Exercise :: Transcribe the lines of the records below word for word, beginning at the line that contains "boy's face, which" and stopping after the line that contains "pixel 266 122".

[Start of Record extracts]

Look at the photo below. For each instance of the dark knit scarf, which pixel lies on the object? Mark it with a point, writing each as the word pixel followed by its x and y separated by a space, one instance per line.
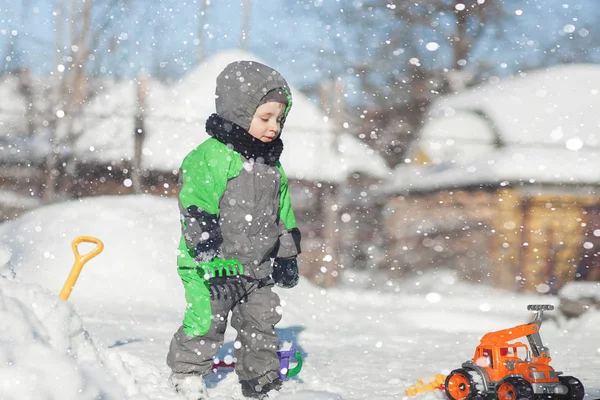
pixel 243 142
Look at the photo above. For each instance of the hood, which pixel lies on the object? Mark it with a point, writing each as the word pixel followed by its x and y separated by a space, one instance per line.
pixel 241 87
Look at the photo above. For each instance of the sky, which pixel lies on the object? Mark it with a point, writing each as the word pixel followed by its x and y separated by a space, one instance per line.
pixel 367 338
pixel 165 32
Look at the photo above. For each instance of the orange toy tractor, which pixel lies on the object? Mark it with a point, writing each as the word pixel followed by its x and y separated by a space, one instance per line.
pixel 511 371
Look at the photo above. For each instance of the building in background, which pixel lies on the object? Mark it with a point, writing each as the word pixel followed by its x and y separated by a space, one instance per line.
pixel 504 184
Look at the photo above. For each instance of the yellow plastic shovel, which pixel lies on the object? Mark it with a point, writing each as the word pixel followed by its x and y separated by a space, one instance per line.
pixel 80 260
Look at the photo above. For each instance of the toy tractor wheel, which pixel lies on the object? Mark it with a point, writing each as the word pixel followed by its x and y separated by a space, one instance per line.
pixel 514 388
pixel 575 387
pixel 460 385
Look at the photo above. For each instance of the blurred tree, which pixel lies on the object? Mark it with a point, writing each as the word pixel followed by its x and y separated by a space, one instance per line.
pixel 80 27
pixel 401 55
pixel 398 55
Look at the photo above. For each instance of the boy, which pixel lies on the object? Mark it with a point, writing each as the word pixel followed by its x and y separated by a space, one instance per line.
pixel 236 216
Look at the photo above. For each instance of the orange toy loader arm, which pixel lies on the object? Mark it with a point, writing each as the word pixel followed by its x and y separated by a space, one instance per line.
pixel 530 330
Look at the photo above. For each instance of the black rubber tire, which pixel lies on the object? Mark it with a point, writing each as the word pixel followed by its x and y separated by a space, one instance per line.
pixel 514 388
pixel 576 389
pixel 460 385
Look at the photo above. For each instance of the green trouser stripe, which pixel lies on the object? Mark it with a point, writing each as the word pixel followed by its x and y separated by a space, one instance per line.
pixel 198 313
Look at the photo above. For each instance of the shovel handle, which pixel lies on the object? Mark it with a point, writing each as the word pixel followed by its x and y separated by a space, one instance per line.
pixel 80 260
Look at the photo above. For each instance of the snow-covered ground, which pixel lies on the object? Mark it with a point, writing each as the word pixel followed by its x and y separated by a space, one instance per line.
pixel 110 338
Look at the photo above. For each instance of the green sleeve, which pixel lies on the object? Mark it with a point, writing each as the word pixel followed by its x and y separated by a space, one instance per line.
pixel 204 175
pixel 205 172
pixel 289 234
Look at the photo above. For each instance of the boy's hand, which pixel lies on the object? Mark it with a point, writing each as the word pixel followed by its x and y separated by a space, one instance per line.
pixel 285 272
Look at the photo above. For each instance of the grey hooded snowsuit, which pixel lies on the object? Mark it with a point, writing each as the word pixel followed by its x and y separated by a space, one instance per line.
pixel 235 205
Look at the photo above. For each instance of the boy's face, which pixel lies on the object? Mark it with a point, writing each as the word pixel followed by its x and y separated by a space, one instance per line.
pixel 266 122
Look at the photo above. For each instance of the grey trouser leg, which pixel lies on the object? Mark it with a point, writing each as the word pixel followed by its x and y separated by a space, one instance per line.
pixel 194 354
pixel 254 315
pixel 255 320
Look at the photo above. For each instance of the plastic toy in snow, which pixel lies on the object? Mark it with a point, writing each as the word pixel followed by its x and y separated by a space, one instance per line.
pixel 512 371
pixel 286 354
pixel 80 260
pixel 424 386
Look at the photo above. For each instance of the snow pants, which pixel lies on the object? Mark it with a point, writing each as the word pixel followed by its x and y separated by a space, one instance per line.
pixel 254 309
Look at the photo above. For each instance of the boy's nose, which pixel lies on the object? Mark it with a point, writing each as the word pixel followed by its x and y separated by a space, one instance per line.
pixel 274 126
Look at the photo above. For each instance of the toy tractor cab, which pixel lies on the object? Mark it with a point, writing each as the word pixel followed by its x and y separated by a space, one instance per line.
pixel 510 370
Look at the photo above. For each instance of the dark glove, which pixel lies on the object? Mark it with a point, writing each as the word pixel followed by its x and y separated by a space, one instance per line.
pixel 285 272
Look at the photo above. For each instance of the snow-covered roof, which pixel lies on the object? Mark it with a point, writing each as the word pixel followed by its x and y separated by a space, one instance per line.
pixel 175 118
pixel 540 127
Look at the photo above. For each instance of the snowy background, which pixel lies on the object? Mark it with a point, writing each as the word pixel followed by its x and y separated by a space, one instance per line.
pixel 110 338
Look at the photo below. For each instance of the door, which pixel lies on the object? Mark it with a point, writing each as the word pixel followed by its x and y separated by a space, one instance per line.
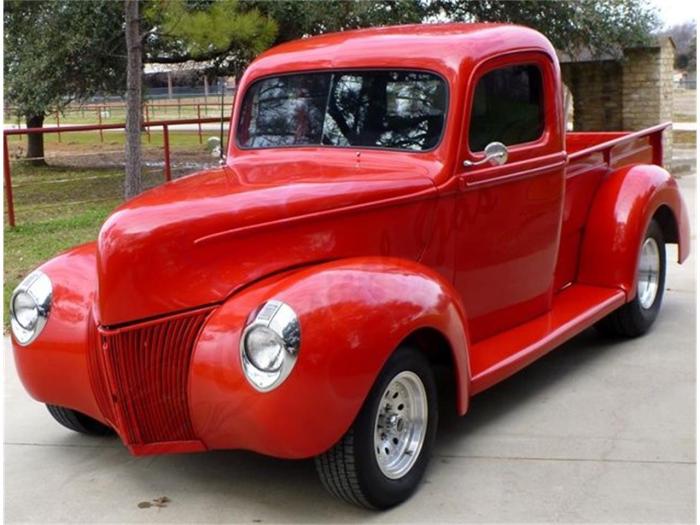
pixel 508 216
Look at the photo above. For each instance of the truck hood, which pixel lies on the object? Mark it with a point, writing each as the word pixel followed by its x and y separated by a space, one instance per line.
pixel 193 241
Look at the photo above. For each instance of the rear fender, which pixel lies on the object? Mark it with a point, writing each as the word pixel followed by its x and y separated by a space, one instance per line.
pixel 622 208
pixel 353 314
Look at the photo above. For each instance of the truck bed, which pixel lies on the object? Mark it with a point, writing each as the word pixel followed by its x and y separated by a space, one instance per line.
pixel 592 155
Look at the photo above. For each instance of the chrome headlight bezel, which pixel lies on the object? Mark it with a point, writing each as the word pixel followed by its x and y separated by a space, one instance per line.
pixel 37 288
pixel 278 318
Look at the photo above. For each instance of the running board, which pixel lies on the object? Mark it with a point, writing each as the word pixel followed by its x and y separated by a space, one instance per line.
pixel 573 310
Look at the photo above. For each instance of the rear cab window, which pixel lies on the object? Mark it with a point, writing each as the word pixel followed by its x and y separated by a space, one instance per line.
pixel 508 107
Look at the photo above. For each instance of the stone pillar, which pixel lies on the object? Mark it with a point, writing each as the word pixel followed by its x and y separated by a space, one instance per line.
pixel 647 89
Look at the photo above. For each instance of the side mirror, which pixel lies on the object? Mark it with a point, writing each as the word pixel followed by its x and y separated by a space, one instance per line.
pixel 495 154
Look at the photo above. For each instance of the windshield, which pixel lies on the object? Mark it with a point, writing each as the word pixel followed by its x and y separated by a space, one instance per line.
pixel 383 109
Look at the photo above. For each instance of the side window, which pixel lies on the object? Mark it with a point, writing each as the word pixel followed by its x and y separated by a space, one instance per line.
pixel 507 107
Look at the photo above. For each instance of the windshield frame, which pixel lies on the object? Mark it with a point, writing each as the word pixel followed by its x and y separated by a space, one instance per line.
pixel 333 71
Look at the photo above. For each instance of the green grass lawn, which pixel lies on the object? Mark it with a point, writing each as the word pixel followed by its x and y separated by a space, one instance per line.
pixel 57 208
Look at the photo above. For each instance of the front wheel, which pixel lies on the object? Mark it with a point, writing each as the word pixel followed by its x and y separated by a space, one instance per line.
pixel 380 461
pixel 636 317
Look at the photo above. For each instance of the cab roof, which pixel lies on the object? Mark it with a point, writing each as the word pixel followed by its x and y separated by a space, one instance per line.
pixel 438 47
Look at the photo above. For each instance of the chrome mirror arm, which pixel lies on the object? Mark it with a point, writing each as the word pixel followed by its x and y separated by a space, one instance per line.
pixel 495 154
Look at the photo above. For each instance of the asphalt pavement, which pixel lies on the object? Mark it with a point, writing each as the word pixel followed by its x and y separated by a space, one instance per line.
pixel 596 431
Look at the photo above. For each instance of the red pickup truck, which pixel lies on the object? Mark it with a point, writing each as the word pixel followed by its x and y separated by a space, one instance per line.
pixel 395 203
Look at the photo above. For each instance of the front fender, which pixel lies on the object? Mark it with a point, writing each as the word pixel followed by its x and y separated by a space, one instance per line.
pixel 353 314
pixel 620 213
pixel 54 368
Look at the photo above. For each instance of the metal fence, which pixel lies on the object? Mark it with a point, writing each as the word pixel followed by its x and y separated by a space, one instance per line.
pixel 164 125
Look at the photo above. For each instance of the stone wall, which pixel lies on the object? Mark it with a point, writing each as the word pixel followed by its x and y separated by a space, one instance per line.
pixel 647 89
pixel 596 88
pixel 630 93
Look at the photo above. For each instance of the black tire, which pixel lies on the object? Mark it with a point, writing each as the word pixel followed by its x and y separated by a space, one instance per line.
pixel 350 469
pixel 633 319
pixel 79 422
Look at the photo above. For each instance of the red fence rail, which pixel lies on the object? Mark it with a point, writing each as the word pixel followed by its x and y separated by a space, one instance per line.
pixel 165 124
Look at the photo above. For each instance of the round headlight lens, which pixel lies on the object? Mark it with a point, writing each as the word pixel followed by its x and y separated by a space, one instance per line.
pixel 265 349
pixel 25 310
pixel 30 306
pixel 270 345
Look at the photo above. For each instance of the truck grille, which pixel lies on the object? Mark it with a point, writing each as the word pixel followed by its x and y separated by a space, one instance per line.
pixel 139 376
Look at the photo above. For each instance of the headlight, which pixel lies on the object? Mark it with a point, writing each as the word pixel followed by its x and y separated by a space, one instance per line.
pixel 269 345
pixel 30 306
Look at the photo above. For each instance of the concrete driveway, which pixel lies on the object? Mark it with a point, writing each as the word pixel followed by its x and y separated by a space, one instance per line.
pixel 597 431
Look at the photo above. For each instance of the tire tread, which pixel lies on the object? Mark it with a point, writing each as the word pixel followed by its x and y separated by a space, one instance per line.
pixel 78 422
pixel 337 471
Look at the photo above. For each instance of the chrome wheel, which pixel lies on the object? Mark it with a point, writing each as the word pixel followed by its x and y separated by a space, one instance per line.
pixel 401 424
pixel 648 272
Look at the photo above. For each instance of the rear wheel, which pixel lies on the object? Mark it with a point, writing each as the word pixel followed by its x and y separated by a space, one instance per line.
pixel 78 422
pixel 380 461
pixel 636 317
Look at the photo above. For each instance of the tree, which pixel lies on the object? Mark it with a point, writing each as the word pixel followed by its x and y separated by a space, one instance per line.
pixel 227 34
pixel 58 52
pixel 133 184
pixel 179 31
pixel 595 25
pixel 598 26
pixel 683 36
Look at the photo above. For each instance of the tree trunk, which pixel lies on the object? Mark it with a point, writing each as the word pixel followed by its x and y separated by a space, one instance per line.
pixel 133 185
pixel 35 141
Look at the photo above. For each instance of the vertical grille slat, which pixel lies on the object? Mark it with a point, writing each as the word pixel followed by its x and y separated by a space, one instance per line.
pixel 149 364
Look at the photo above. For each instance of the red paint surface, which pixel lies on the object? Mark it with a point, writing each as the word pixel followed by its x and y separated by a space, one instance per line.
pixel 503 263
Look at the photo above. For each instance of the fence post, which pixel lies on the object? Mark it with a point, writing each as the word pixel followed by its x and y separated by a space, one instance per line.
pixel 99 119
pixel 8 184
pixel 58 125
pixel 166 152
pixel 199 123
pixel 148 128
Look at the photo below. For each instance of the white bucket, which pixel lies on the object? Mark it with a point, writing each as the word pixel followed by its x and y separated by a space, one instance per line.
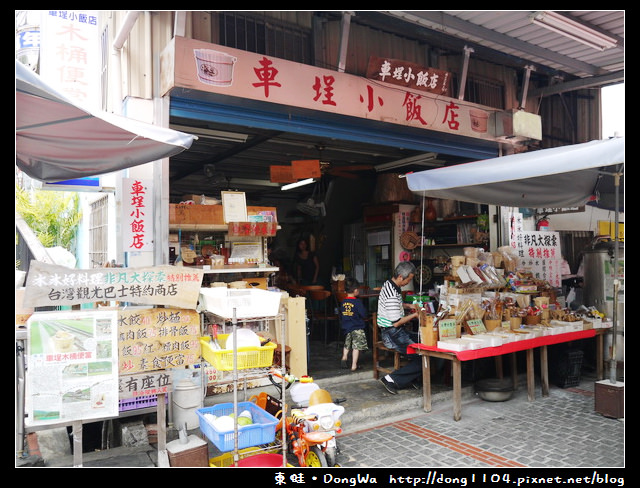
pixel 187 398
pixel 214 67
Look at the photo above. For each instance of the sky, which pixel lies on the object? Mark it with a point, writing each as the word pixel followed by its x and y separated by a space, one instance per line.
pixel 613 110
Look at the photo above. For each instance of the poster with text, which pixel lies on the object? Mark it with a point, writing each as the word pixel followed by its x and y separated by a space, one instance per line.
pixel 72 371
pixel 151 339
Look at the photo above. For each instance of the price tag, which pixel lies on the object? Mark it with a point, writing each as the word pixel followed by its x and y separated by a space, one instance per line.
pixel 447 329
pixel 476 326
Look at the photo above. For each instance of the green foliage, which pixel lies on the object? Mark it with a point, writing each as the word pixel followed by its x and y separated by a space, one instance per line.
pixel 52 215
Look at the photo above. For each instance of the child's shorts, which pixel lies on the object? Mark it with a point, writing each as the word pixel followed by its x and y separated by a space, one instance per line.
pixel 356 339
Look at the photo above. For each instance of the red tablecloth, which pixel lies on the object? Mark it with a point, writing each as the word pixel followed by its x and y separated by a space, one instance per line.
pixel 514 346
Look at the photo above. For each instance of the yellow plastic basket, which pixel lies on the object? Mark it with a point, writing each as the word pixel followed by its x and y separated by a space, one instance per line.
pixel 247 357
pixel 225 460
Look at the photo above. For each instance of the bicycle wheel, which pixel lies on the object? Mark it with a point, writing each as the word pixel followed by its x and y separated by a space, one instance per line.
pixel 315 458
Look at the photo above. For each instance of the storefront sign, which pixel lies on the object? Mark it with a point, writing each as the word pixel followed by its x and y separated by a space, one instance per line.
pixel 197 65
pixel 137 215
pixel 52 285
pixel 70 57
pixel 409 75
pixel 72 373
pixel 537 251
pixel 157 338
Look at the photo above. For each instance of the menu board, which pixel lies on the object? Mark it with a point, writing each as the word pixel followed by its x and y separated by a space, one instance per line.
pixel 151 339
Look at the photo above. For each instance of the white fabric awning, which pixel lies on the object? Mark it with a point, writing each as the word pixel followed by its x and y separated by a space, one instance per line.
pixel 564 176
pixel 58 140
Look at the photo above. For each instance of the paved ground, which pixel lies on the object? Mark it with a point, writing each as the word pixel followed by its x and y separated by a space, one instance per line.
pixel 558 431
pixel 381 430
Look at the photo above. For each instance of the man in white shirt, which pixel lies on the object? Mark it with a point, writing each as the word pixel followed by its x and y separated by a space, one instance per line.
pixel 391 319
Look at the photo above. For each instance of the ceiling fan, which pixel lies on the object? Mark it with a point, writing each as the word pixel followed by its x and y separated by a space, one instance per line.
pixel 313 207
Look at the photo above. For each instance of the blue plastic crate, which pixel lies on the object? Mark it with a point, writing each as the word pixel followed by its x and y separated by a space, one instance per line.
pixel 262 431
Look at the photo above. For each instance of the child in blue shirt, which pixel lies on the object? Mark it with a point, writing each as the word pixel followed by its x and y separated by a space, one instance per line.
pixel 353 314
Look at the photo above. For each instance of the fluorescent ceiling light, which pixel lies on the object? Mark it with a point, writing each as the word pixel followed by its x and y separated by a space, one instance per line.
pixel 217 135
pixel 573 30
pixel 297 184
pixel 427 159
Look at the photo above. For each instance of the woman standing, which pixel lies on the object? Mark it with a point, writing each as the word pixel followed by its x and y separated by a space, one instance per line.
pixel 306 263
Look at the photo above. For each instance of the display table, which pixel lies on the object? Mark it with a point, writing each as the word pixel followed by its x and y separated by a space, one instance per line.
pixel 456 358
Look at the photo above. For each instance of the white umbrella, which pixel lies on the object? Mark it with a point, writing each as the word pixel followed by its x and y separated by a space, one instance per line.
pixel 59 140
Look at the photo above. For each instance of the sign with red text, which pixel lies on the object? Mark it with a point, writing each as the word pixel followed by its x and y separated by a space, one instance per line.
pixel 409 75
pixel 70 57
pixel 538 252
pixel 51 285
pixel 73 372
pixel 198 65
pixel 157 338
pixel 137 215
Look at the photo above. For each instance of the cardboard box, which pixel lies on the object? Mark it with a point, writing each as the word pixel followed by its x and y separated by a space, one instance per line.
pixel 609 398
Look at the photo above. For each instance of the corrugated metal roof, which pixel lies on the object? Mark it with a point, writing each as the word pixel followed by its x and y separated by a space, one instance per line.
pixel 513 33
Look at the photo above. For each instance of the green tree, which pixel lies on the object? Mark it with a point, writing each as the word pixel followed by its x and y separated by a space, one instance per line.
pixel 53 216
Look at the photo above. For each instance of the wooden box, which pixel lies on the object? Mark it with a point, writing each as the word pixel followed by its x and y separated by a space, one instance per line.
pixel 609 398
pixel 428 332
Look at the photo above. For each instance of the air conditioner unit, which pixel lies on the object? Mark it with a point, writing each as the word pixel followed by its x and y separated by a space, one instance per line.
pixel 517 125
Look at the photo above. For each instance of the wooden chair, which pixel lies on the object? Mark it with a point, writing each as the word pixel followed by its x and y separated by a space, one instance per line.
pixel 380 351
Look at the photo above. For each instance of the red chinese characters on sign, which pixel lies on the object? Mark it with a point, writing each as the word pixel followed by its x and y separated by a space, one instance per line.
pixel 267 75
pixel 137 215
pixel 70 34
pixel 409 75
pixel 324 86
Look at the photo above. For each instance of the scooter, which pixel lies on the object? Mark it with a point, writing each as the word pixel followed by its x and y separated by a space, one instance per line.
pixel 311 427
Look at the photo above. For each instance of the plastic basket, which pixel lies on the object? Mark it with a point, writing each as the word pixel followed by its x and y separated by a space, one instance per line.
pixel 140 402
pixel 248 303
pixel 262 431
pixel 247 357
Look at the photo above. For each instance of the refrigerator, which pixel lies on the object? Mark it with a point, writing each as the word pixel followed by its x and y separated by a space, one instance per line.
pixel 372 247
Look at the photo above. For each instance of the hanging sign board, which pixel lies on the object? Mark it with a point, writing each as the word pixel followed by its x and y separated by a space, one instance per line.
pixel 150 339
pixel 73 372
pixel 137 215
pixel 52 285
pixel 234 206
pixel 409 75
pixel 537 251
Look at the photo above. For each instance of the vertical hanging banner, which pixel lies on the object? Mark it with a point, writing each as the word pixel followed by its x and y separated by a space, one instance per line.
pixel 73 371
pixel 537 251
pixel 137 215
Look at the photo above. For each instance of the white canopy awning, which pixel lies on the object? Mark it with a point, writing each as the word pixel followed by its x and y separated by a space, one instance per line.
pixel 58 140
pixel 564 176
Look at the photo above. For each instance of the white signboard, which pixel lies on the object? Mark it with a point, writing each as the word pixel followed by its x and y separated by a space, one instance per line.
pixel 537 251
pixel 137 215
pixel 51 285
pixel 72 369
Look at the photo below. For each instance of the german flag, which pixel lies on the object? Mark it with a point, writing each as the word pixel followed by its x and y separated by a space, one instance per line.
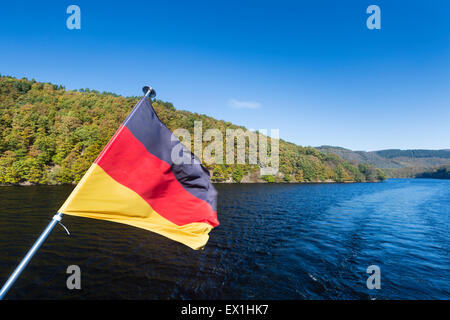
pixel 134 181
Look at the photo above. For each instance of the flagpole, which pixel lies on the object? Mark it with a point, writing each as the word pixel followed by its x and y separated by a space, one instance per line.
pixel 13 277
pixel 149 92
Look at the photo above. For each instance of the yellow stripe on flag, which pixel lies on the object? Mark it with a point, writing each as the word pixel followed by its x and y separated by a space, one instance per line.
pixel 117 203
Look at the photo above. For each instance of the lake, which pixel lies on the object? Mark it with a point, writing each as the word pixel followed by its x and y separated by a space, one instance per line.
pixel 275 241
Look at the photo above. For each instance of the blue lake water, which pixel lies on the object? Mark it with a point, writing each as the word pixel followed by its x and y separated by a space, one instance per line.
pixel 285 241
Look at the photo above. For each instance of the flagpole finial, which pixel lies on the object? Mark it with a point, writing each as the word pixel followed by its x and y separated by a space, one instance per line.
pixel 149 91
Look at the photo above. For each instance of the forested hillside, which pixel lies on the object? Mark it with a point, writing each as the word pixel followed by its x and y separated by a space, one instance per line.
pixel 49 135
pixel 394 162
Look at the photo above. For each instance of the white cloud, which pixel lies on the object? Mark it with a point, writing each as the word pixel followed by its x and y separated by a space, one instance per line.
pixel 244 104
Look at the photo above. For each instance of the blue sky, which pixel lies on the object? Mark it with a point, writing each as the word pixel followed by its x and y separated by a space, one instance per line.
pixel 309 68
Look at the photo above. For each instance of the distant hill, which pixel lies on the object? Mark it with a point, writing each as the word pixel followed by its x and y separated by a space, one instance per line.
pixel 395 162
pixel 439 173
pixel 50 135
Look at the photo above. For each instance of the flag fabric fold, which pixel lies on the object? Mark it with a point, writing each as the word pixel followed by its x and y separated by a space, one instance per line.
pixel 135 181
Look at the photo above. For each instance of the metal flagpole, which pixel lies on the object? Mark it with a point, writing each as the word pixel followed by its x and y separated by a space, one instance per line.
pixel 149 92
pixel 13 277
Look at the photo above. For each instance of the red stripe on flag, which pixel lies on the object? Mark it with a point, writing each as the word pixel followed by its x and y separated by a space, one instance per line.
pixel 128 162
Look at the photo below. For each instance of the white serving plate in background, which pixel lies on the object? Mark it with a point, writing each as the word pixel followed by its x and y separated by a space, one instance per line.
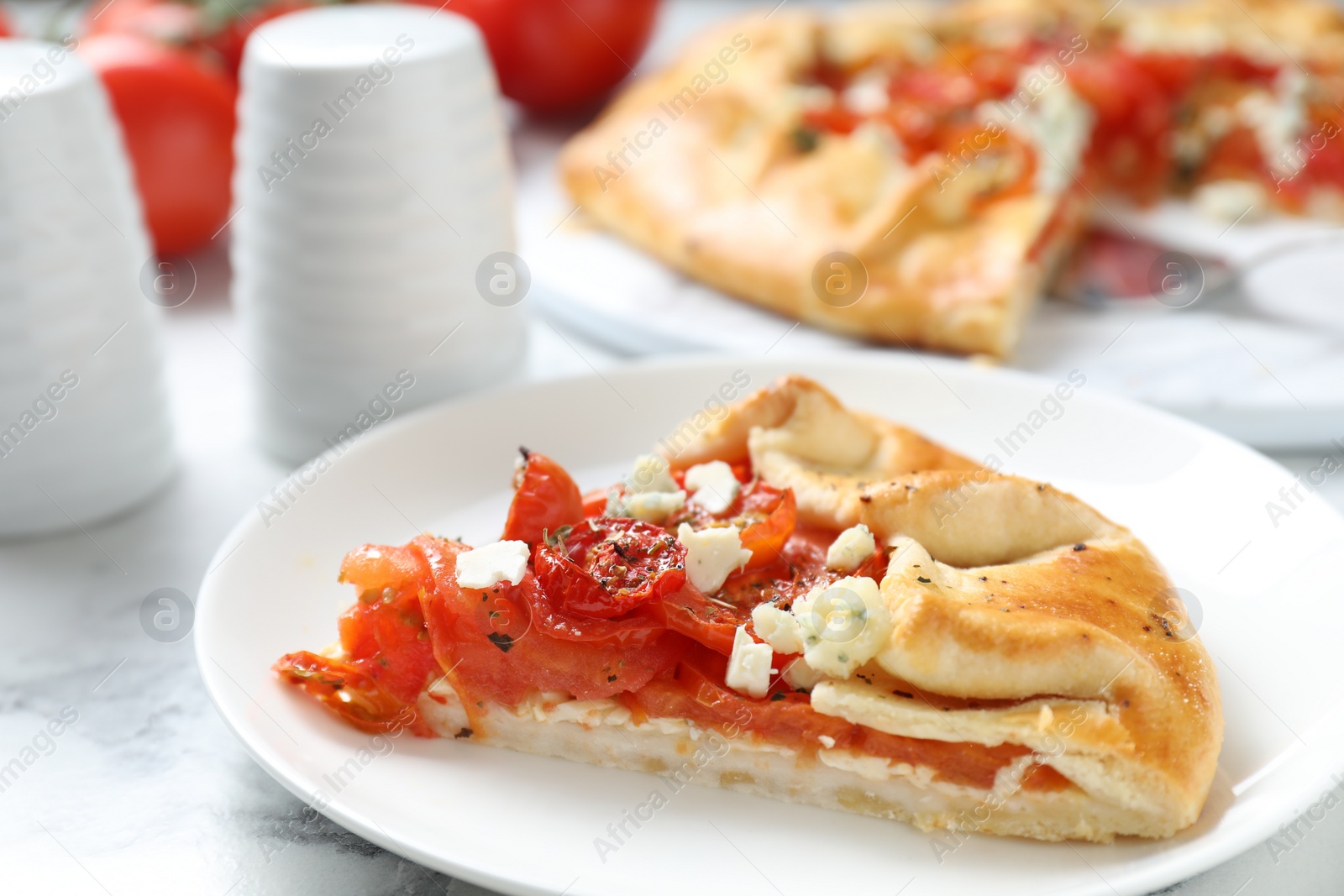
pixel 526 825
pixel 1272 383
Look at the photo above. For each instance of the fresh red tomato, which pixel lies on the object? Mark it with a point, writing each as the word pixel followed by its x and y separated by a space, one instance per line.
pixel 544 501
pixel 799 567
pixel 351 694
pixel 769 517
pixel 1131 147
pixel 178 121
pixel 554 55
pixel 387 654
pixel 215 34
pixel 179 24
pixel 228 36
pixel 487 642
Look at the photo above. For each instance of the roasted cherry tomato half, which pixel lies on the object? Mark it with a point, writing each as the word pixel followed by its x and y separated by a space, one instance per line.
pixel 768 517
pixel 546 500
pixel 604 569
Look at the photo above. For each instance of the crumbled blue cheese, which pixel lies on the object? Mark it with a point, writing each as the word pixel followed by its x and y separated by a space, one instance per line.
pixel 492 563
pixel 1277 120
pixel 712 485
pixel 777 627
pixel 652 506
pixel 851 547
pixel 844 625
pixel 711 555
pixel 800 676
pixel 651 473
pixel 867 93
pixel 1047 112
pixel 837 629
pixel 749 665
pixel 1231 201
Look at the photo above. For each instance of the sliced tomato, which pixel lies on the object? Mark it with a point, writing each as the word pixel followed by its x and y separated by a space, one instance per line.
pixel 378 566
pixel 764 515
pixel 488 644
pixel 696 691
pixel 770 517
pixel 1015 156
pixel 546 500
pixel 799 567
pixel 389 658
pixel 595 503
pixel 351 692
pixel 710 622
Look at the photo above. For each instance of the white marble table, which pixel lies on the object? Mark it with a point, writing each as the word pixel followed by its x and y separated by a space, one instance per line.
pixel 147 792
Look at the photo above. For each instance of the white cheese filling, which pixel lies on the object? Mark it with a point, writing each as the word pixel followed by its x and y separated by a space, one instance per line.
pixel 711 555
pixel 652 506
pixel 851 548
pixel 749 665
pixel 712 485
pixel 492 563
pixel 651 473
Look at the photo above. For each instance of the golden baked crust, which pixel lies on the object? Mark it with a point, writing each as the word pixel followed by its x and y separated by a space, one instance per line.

[End of Record extracts]

Result of this exercise ::
Look at the photo above. For each instance of the boy's face, which pixel lies on the object? Mark it with a point, writing each as the word pixel followed by its x and y separated by a space, one instance per line.
pixel 266 122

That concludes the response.